▶ **EXERCISE OBJECTIVE**:
Could you write out each entry exactly as it reads?
--- RECORDS Enclosed Below ---
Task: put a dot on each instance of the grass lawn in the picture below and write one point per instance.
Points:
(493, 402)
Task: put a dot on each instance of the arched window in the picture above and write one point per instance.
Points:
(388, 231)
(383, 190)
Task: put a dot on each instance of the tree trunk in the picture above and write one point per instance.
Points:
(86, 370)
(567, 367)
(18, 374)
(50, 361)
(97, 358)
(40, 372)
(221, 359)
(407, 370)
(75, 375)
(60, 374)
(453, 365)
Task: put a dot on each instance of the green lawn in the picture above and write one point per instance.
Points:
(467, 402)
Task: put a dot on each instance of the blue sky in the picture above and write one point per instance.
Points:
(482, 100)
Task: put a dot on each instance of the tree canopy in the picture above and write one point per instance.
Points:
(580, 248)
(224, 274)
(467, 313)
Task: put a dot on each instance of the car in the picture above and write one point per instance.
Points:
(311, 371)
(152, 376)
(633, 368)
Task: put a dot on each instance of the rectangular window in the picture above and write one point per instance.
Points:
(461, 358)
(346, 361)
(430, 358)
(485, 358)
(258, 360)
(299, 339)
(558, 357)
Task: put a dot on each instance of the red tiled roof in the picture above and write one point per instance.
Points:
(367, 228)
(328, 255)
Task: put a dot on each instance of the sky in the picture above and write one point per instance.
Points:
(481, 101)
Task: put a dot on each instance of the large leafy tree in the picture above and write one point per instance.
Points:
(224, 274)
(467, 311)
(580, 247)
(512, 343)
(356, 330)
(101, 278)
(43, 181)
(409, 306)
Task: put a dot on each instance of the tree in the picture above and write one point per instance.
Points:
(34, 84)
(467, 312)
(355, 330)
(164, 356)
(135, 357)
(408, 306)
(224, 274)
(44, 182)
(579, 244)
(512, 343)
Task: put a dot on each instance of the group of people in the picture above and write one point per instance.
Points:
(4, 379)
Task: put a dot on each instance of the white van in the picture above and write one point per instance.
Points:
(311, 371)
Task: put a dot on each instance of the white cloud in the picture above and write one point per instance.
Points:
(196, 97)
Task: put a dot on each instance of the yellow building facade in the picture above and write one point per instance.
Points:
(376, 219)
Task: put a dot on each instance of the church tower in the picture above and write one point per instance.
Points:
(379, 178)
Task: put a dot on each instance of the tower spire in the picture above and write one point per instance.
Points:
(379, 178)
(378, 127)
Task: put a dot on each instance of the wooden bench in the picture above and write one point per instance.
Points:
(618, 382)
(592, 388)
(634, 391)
--- End of Enclosed RECORDS ---
▶ **RESULT**:
Task: put a dot on each instance of the grass lawn in the picture below and write one point per instance.
Points:
(493, 402)
Task: put a dot on each instance of the arched window in the picture above and write one point per instance.
Points:
(388, 231)
(383, 190)
Task: put a dot on each instance of the tree trunk in the picture above and write one point per instance.
Points:
(86, 370)
(567, 367)
(18, 374)
(50, 361)
(97, 358)
(40, 372)
(221, 359)
(407, 370)
(75, 375)
(60, 374)
(453, 365)
Task: put a dot on each instance of the green lawn in the picture above and write one point per instance.
Points:
(467, 402)
Task: put a dot on each instance of the blue sky in the picture above and write one point per instance.
Points:
(482, 100)
Task: put a dot on each instance of the tree canopy in the picture above and write one point per instance.
Points:
(580, 248)
(224, 274)
(467, 313)
Task: put a dot on each instance of the car in the picture above and write one point per instance.
Points:
(311, 371)
(152, 376)
(633, 368)
Task: put a dot on each instance of the rectangular window in the picture above and write one point per instance.
Points:
(461, 358)
(346, 361)
(430, 358)
(485, 358)
(258, 360)
(299, 339)
(558, 357)
Task: put a dot on each instance of the red tiled roof in the picture above and write one point per instance.
Points:
(367, 228)
(328, 255)
Task: put a dot on each instance of the sky in the picture above and write one point per instance.
Points:
(481, 101)
Task: put a dot on each instance of the large leafy tree in the picture above and write one point per instance.
Points:
(224, 274)
(467, 311)
(580, 247)
(512, 343)
(356, 330)
(101, 278)
(43, 181)
(409, 306)
Task: put a dot on each instance of the tree in the picture above and write one point per instance.
Points:
(34, 84)
(467, 312)
(355, 330)
(164, 356)
(135, 357)
(408, 306)
(224, 274)
(44, 182)
(579, 244)
(512, 343)
Task: put a dot on each instance of the group of people in the picture above and write one point per instance.
Points:
(4, 379)
Task: put a dot on each instance of the white van in the picture above and write one point per instance.
Points:
(311, 371)
Task: put a dot on each instance of the white cloud in the picture above and write one point per instance.
Points:
(196, 97)
Task: put a dot on each instance of the yellow building facade in the picture above and write one point per instance.
Points:
(376, 219)
Task: put a dot on each instance of the church tower in the picture above and write one point per instance.
Points:
(379, 178)
Task: put a dot on each instance of the tower spire in the picture above and write one point per instance.
Points:
(379, 178)
(378, 127)
Task: put a dot on each instance of the wooden bench in the picture above and write one point per instance.
Points:
(618, 382)
(592, 388)
(634, 391)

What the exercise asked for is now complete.